Prompt
Restate each of the lines given below, word for word.

** Record set follows **

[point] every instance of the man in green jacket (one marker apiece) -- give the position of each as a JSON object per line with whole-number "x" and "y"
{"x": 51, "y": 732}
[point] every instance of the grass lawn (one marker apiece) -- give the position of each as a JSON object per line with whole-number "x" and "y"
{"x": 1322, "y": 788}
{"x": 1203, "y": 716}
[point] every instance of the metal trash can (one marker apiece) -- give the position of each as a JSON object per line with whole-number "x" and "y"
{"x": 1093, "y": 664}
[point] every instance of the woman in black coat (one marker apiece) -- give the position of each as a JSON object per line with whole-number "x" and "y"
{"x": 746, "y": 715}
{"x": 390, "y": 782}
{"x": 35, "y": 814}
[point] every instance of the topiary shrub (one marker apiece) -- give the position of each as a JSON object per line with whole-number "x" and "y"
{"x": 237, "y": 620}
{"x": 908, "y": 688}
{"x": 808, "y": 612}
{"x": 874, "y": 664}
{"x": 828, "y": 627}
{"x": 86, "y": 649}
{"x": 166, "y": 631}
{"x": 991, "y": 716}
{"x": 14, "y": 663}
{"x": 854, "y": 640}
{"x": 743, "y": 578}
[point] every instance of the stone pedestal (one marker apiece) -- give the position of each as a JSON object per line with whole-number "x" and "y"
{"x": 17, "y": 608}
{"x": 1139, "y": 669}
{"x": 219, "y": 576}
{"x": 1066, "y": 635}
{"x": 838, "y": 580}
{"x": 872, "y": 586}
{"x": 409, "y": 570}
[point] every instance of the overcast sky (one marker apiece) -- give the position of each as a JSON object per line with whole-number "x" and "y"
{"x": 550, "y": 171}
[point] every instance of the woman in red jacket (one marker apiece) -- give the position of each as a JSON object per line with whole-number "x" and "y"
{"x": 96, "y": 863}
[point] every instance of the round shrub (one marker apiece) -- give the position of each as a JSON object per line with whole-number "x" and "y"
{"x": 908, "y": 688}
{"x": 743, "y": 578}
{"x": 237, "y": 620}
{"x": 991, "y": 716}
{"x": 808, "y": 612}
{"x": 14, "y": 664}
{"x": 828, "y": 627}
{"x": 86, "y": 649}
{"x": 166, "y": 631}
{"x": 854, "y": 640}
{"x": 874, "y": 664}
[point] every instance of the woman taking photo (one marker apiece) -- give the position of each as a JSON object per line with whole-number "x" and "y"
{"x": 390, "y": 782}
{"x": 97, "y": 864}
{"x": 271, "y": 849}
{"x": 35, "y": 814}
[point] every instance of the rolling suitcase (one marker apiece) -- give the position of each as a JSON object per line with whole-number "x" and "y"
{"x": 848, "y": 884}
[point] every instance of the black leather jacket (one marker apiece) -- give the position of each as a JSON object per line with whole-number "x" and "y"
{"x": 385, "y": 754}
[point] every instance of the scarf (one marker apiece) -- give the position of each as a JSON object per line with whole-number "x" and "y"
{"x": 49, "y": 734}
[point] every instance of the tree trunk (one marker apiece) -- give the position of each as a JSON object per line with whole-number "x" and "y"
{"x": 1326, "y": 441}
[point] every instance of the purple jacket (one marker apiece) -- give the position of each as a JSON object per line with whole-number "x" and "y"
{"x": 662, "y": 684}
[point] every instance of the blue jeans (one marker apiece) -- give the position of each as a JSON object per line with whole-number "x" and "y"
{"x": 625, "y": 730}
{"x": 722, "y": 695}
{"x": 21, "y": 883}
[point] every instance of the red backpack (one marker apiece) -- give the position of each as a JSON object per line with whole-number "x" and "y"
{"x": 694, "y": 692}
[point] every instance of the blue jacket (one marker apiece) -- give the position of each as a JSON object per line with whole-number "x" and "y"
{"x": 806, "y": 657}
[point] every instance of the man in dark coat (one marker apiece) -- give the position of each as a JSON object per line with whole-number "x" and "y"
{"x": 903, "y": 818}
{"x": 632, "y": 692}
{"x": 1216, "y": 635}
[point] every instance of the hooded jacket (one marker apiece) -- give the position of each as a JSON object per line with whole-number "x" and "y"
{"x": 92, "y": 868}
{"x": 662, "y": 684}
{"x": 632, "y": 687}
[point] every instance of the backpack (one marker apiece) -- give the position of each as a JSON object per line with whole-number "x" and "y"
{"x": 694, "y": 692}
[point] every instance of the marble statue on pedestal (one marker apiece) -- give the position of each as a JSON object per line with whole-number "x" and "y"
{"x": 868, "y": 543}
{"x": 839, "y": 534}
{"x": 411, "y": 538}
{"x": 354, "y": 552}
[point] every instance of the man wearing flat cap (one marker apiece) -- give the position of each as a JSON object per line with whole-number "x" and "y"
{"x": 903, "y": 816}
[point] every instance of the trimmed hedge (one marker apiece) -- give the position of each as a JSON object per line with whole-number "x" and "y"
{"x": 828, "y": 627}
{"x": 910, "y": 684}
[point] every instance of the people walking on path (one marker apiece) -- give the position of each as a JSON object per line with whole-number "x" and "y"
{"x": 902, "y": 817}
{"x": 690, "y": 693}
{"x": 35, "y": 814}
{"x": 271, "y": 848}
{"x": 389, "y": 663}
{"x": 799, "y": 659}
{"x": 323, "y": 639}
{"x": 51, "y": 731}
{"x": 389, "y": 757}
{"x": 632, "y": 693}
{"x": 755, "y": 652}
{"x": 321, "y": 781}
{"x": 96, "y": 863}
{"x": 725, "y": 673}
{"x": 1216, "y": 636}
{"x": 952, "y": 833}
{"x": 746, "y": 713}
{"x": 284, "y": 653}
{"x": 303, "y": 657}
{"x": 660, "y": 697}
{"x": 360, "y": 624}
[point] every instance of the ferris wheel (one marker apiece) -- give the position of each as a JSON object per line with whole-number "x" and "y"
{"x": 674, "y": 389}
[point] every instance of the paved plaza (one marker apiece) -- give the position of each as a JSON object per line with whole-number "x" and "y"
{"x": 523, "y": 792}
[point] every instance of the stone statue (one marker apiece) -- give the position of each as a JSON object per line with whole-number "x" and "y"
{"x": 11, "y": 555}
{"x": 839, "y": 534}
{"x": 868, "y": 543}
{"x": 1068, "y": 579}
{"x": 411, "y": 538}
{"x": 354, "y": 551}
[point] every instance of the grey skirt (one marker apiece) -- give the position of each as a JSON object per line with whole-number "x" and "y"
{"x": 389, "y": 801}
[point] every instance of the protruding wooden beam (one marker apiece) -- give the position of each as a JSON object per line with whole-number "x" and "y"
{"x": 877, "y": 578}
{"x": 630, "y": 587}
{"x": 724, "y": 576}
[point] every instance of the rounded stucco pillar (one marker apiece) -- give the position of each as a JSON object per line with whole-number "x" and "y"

** End of Record set **

Exercise result
[point] every instance of the man in green jacket (one marker apiece) -- give the position of each as a JSON object per line with whole-number "x" and "y"
{"x": 51, "y": 732}
[point] every instance of the grass lawn (one marker apiece) -- give the position of each as a JSON object per line with whole-number "x" and "y"
{"x": 1322, "y": 788}
{"x": 1203, "y": 716}
[point] every instance of the metal trash can (one marker apiece) -- give the position of each as a JSON object per line with whole-number "x" and "y"
{"x": 1093, "y": 664}
[point] every instance of the woman in black coat (one marker apiece) -- give the position of each as a JSON object per line with whole-number "x" and "y"
{"x": 746, "y": 715}
{"x": 390, "y": 782}
{"x": 35, "y": 814}
[point] every instance of the topiary shrub (one marker apiece) -- give the position of each as a JSON object per line with whole-number "x" and "y"
{"x": 237, "y": 620}
{"x": 908, "y": 688}
{"x": 808, "y": 612}
{"x": 874, "y": 664}
{"x": 828, "y": 627}
{"x": 86, "y": 649}
{"x": 166, "y": 631}
{"x": 991, "y": 716}
{"x": 14, "y": 663}
{"x": 854, "y": 640}
{"x": 743, "y": 578}
[point] every instance of the stone pedestal (one marker apiece) -- give the position of each as a JSON object per line with whole-number "x" and "y"
{"x": 17, "y": 608}
{"x": 1139, "y": 669}
{"x": 219, "y": 576}
{"x": 1066, "y": 635}
{"x": 838, "y": 580}
{"x": 872, "y": 586}
{"x": 409, "y": 570}
[point] every instance of the overcast sky (one marker apiece) -- give the position of each as a JSON object per line with whole-number "x" and "y"
{"x": 550, "y": 171}
[point] every instance of the woman in red jacket (one marker apiece) -- give the position of each as a JSON object per line with whole-number "x" and "y"
{"x": 96, "y": 863}
[point] every instance of the round shrub (one marker apiece) -- give the position of each as a JSON object per line with whole-number "x" and "y"
{"x": 908, "y": 688}
{"x": 743, "y": 578}
{"x": 237, "y": 620}
{"x": 991, "y": 716}
{"x": 808, "y": 612}
{"x": 14, "y": 664}
{"x": 828, "y": 627}
{"x": 86, "y": 649}
{"x": 166, "y": 631}
{"x": 854, "y": 640}
{"x": 874, "y": 664}
[point] every instance of the woman taking photo (one marker apiece) -- give the position of each as a JSON object per line with whole-number "x" and "y"
{"x": 390, "y": 782}
{"x": 97, "y": 864}
{"x": 271, "y": 849}
{"x": 35, "y": 814}
[point] every instance of the rolling suitcase (one marker apiece) -- give the position of each as a JSON object per line with whole-number "x" and "y"
{"x": 848, "y": 884}
[point] every instance of the black leather jacket (one marker apiece) -- give the position of each as a JSON object per line with whole-number "x" and "y"
{"x": 385, "y": 754}
[point] every instance of the scarf (one marker apiece) -- give the position of each as a JSON object per line with whole-number "x" and "y"
{"x": 49, "y": 734}
[point] every instance of the tree trunk (one marker apiece) -- give the position of each as a JSON object per line with whole-number "x" and "y"
{"x": 1326, "y": 441}
[point] every instance of the purple jacket (one marker apiece) -- give the position of each as a JSON object per line with whole-number "x" and "y"
{"x": 662, "y": 684}
[point] every instance of the blue jeans (one marker apiece) -- give the position of each as a JSON object per line with whole-number "x" and "y"
{"x": 625, "y": 730}
{"x": 722, "y": 695}
{"x": 21, "y": 883}
[point] every instance of the red backpack (one marker apiece) -- give the position of each as a JSON object per line with whole-number "x" and "y"
{"x": 694, "y": 692}
[point] every instance of the blue jacket (one marker apiece) -- give the position of each as a JSON object per line with whole-number "x" and "y"
{"x": 806, "y": 657}
[point] every instance of the man in dark coat (one marker apiece) -- give the position of each as a JSON object per line with whole-number "x" and "y"
{"x": 903, "y": 818}
{"x": 632, "y": 692}
{"x": 1216, "y": 635}
[point] every instance of the hooded jacket (one marker apiece) -- give the position of each as a JSON object per line with whole-number "x" and "y"
{"x": 92, "y": 868}
{"x": 662, "y": 684}
{"x": 632, "y": 687}
[point] every instance of the backpack (one marker apiece) -- give the position of each as a JSON object per line with whole-number "x" and "y"
{"x": 694, "y": 692}
[point] every instance of the marble statue on pedestal (one marker apiece) -- give the position of each as a JSON object per line with whole-number "x" and "y"
{"x": 868, "y": 543}
{"x": 839, "y": 534}
{"x": 411, "y": 538}
{"x": 354, "y": 552}
[point] every instance of the man wearing flat cap (one marker apiece) -- give the position of each as a JSON object per line with whole-number "x" and "y"
{"x": 903, "y": 816}
[point] every instance of the trimmed hedge (one marker apiece) -- give the position of each as a JSON object per line with whole-number "x" and "y"
{"x": 828, "y": 627}
{"x": 910, "y": 684}
[point] every instance of the people walking on path (one marker apiece) -- give the position of each as a JSON object per line with whole-number "x" and "y"
{"x": 902, "y": 817}
{"x": 690, "y": 693}
{"x": 35, "y": 814}
{"x": 271, "y": 848}
{"x": 389, "y": 663}
{"x": 799, "y": 659}
{"x": 323, "y": 639}
{"x": 51, "y": 731}
{"x": 389, "y": 757}
{"x": 632, "y": 693}
{"x": 755, "y": 652}
{"x": 321, "y": 781}
{"x": 96, "y": 863}
{"x": 725, "y": 673}
{"x": 1216, "y": 636}
{"x": 952, "y": 833}
{"x": 746, "y": 713}
{"x": 284, "y": 653}
{"x": 303, "y": 657}
{"x": 660, "y": 697}
{"x": 360, "y": 624}
[point] every instance of the ferris wheel (one marker apiece) -- give the position of each as a JSON object per line with whole-number "x" and "y"
{"x": 674, "y": 389}
[point] every instance of the paved plaza (one marker apiece) -- give the position of each as a JSON object per line with whole-number "x" and "y"
{"x": 523, "y": 792}
[point] every instance of the stone statue (one marker apiece) -- give the position of each as a JSON object per line with whole-number "x" and "y"
{"x": 11, "y": 555}
{"x": 839, "y": 534}
{"x": 868, "y": 543}
{"x": 1068, "y": 579}
{"x": 411, "y": 538}
{"x": 354, "y": 551}
[point] every instance of the grey skirt (one marker apiece) -- give the position of each as a JSON object per line with whole-number "x" and "y"
{"x": 389, "y": 801}
[point] every instance of the protruding wooden beam (one marker apiece) -- give the position of each as a JSON object per line with whole-number "x" and "y"
{"x": 877, "y": 578}
{"x": 630, "y": 587}
{"x": 724, "y": 576}
[point] every instance of the rounded stucco pillar (one marker apiece) -- give the position of each as a JSON object per line with whole-number "x" and "y"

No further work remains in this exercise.